_What the task asks_
Would you restate all of the entries verbatim, minus any images?
------ Listed records
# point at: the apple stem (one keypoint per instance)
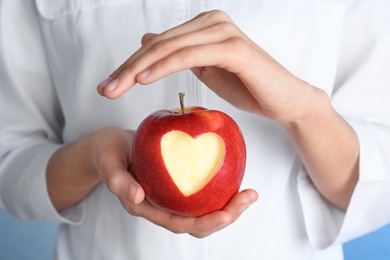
(181, 97)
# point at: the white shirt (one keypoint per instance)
(54, 53)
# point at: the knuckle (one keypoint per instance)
(164, 45)
(218, 16)
(113, 184)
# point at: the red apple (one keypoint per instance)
(189, 161)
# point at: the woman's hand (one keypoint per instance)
(112, 153)
(221, 56)
(239, 71)
(76, 169)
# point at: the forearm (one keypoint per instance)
(71, 174)
(328, 147)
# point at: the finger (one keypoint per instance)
(236, 206)
(113, 170)
(181, 224)
(113, 87)
(214, 54)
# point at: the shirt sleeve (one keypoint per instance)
(361, 96)
(31, 119)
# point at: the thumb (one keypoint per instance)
(147, 37)
(122, 184)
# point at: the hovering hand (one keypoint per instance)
(221, 56)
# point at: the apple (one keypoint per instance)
(189, 161)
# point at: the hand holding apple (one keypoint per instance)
(189, 161)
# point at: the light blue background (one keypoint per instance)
(35, 241)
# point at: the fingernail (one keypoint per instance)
(144, 73)
(131, 192)
(105, 82)
(242, 208)
(112, 85)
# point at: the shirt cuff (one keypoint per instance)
(24, 190)
(368, 209)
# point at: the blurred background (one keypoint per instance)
(35, 240)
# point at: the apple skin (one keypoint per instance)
(149, 169)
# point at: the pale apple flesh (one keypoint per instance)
(192, 162)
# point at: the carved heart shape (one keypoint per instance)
(192, 162)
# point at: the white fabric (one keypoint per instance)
(54, 53)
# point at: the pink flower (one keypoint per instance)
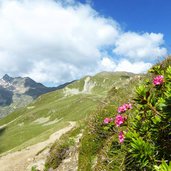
(119, 120)
(121, 137)
(158, 80)
(122, 109)
(107, 120)
(128, 106)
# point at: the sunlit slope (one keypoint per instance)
(52, 111)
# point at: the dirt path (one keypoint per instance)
(21, 160)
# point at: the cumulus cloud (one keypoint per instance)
(140, 46)
(57, 41)
(135, 67)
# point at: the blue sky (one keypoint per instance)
(138, 15)
(55, 41)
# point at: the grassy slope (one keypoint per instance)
(21, 130)
(96, 144)
(100, 149)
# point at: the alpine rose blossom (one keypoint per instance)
(121, 137)
(119, 120)
(128, 105)
(124, 108)
(107, 120)
(158, 80)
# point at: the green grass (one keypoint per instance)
(96, 144)
(21, 130)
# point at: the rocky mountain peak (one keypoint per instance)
(7, 78)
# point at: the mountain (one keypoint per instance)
(55, 109)
(18, 92)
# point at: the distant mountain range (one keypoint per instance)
(20, 91)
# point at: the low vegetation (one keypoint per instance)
(136, 139)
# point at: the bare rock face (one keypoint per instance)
(18, 92)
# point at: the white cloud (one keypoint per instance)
(140, 46)
(107, 64)
(135, 67)
(57, 41)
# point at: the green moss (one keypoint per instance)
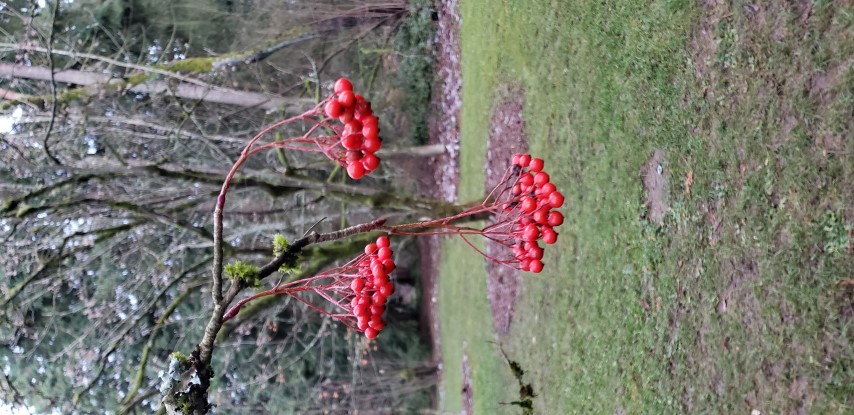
------------
_Solution_
# point at: the apple stem (one keypoint per instance)
(181, 97)
# point at: the white shirt (one keypoint per instance)
(54, 53)
# point at: the knuckle (one keypoint per instance)
(164, 45)
(218, 16)
(113, 184)
# point at: the red apple (one keypoint per instance)
(189, 161)
# point at: the woman's hand (one keypoint per instance)
(112, 153)
(221, 56)
(239, 71)
(76, 169)
# point at: the forearm (one keypoint per instance)
(71, 174)
(328, 147)
# point at: the finger (one keypoint per instance)
(236, 206)
(113, 170)
(181, 224)
(113, 87)
(214, 54)
# point at: the shirt sleeve (one keypoint per instance)
(361, 96)
(31, 119)
# point at: the thumb (one keypoint per instance)
(147, 37)
(122, 184)
# point at: the hovering hand (one keypoint per instance)
(221, 56)
# point at: the apple (one keypoint per instance)
(189, 161)
# point at: the hand holding apple (one keypoint per instance)
(189, 161)
# point at: the light blue background (one keypoint per instance)
(35, 241)
# point at: the fingernail (one keypoint per instance)
(144, 73)
(131, 192)
(105, 82)
(242, 208)
(112, 85)
# point at: the shirt cuff (one keypoint per instance)
(24, 190)
(368, 209)
# point at: the blurred background (one keypoint per instance)
(35, 240)
# point at: the apple skin (one keypoint per instance)
(149, 169)
# point at: the pale apple flesh (one keypoint per instance)
(192, 162)
# point at: the carved heart shape (one keypoint per instance)
(192, 162)
# point at: the white fabric (one keypoint per instance)
(54, 53)
# point at: the pink flower (one keypoint per instance)
(119, 120)
(121, 137)
(158, 80)
(122, 109)
(107, 120)
(128, 106)
# point at: the sunlit slope (one keypoint per instance)
(52, 111)
# point at: the dirt path (one keypoint per instance)
(21, 160)
# point at: the cumulus cloud (one keypoint per instance)
(140, 46)
(57, 41)
(135, 67)
# point at: the blue sky (one keypoint per instance)
(138, 15)
(55, 41)
# point at: the grassy slope (one keypoint per instance)
(21, 130)
(96, 144)
(100, 149)
# point at: the alpine rose blossom (one keypoint per instance)
(121, 137)
(119, 120)
(128, 105)
(124, 108)
(107, 120)
(158, 80)
# point at: the green grass (one keypoint per instance)
(96, 144)
(21, 130)
# point at: the rocky mountain peak (one keypoint per instance)
(7, 78)
# point at: the mountain (one keypoint per instance)
(55, 109)
(18, 92)
# point at: the distant mountain range (one keypoint per instance)
(20, 91)
# point at: the low vegetation (one keypoint per instance)
(136, 139)
# point at: the bare rock face (one keypoint per instance)
(18, 92)
# point at: the white cloud (one keypoint per instance)
(140, 46)
(107, 64)
(135, 67)
(57, 41)
# point at: the green moss (one keypoint per instance)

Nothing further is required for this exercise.